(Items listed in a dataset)
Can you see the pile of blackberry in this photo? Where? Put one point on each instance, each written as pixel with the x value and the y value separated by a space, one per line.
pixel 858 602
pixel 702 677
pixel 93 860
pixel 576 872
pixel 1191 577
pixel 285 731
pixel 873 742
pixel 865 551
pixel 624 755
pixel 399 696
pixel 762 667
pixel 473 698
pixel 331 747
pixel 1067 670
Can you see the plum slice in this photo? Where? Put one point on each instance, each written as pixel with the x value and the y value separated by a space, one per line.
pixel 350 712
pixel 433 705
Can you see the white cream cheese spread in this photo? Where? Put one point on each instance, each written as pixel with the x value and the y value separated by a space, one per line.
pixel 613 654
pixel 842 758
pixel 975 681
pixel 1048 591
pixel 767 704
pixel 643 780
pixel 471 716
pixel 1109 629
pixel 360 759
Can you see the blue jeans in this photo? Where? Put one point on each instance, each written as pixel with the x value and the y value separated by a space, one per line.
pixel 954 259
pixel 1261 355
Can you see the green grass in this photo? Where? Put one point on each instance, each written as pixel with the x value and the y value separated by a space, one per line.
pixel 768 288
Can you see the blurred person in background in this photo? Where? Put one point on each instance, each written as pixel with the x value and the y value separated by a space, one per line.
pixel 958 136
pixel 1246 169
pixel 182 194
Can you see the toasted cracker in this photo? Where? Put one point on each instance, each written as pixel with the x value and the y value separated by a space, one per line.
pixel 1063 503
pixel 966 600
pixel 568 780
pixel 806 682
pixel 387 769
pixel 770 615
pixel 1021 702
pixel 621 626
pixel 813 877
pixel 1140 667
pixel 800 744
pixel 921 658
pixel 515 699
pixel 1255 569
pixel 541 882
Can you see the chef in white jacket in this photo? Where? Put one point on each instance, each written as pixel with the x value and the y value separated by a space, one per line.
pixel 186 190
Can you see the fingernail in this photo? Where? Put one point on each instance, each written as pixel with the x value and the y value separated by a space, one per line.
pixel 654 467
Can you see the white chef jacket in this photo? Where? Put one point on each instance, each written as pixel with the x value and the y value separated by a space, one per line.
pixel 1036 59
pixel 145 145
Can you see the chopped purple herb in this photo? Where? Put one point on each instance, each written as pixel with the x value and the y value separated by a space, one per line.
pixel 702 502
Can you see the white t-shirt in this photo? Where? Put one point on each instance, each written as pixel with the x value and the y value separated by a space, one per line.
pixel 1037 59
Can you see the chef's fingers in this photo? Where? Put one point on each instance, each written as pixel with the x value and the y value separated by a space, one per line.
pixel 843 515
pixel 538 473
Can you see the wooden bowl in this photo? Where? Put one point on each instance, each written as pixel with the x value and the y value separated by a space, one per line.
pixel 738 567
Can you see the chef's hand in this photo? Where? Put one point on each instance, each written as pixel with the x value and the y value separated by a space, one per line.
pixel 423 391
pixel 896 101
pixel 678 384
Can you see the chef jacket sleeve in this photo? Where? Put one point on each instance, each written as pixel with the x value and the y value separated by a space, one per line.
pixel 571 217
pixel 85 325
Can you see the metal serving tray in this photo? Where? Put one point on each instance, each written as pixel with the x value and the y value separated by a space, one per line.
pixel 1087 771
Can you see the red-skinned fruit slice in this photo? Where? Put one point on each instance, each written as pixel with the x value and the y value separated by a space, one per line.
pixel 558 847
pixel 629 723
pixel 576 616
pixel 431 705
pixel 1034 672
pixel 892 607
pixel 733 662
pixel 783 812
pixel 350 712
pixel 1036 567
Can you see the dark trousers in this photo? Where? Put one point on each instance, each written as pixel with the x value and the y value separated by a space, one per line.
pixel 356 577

▶ [What is expected]: Each of the records is to be written out again exactly.

▶ [Expected output]:
Can you see the pile of blackberry in this photo? Where? Put one point on each instance, each written as pixel with the x value and the y value separated by a space, one per line.
pixel 858 602
pixel 702 677
pixel 93 860
pixel 576 872
pixel 1191 577
pixel 285 731
pixel 873 742
pixel 865 551
pixel 624 755
pixel 399 696
pixel 762 667
pixel 473 698
pixel 331 747
pixel 1067 670
Can you see the plum slice in this photo? Where? Put one point on each instance, each written as pixel with the x value and the y value separated by a space, one per line.
pixel 350 712
pixel 433 705
Can you see the white cream cheese spread in this photo? Where? Put one point on each instance, each written as pixel with the x value and the y value separated by a space, one per line.
pixel 613 654
pixel 842 758
pixel 975 681
pixel 1048 591
pixel 767 704
pixel 643 780
pixel 471 716
pixel 1109 629
pixel 360 759
Can you see the blue jeans in this photo? Where? Put one point on each instance, each written as pixel with the x value and the y value separated by a space, one per line.
pixel 954 259
pixel 1261 355
Can you see the green grass in this photo? Where? Put one point on each instance, each written as pixel with the x value and the y value separated by a space, one per line.
pixel 768 288
Can you see the blurred person in background in this photo? Where? Put one point on each instance, each written as pixel with the x value and the y value separated by a space, one per line.
pixel 958 136
pixel 1246 169
pixel 182 194
Can you see the toasted cracker in this photo? Where? Put one point on each instance, each written as pixel with the x value and the y value separated by a space, one per line.
pixel 1063 503
pixel 966 600
pixel 568 780
pixel 806 682
pixel 387 769
pixel 770 615
pixel 1021 702
pixel 621 626
pixel 813 877
pixel 1140 667
pixel 800 744
pixel 921 658
pixel 515 699
pixel 1255 569
pixel 541 882
Can you see the chef in white jacket in this photo? Where? Put one point on each instance, each written as pixel with the x value and the y value separated by a space, one per line.
pixel 186 190
Can you see the fingernail in this photo? Where? Put one point on each instance, each written as pixel with the x value and the y value separated by a space, one per line.
pixel 654 467
Can you see the white chef jacket in this photo? Where? Put one point on each instance, each written as pixel with the x value and the y value separated by a space, one per line.
pixel 1036 59
pixel 145 145
Can you see the chopped purple herb in this photo? Where? Put one point on each instance, each written as pixel with the x value and the y value separated by a space, one per line.
pixel 702 502
Can you see the white t-shirt in this photo? Where? Put one point on each instance, each written as pixel with the x value and the y value separated by a space, one per line.
pixel 1037 59
Can you see the chef's fingers in this photo? Where? Put one point on each instance, each written as pixel with the x value and the y value separated by a space, one per line.
pixel 843 515
pixel 538 473
Can you see the wooden bowl in this photo? Where? Put one point on each instance, each written as pixel with the x value and the y value separated by a space, one per line.
pixel 738 567
Can you see the chef's hand in this photo? Where? Put one point on each instance, each written as pixel with the x value and the y value separated by a space, one per line.
pixel 423 391
pixel 896 101
pixel 678 384
Can you see the chef jacket sleeve in this photo? Where? Put one point on each instance, each written as pixel with the x value and the y value separated by a space, one per line.
pixel 571 217
pixel 85 325
Can you see the metal serving tray in this photo? Where? Put one point on each instance, each written as pixel with the x value and the y value separated by a space, one per line.
pixel 1087 771
Can you see the red-skinned fruit slice in this photo? Where? Put one point on each instance, each written as pixel with the x value and the y value separated by a space, one per line.
pixel 558 847
pixel 629 723
pixel 576 616
pixel 431 705
pixel 1034 672
pixel 892 607
pixel 733 662
pixel 783 812
pixel 350 712
pixel 1036 567
Can you see the dark trousers in this photo? Where? Put one point on each instance, each written as pixel with the x value and the y value separated by a space, one per line.
pixel 356 577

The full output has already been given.